### [Written task]
Reproduce the entries below word for word, omitting the pictures.

— START Records for this exercise —

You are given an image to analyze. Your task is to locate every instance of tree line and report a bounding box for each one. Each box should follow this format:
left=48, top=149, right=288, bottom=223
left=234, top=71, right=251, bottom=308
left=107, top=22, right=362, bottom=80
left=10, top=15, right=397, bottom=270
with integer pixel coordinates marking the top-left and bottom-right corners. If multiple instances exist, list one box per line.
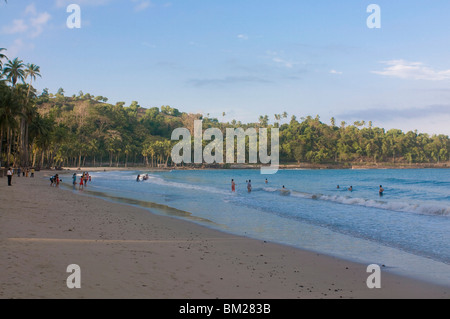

— END Records for this exercise —

### [Expected answer]
You are given an image to analyze. Your task is to locate every instance of tree line and report a bounding box for each one. Each box should follow this format:
left=48, top=149, right=288, bottom=223
left=234, top=71, right=251, bottom=308
left=107, top=22, right=362, bottom=80
left=10, top=15, right=397, bottom=270
with integer pixel coordinates marking the top-left and bottom-right corners. If multiple instances exist, list one box per line.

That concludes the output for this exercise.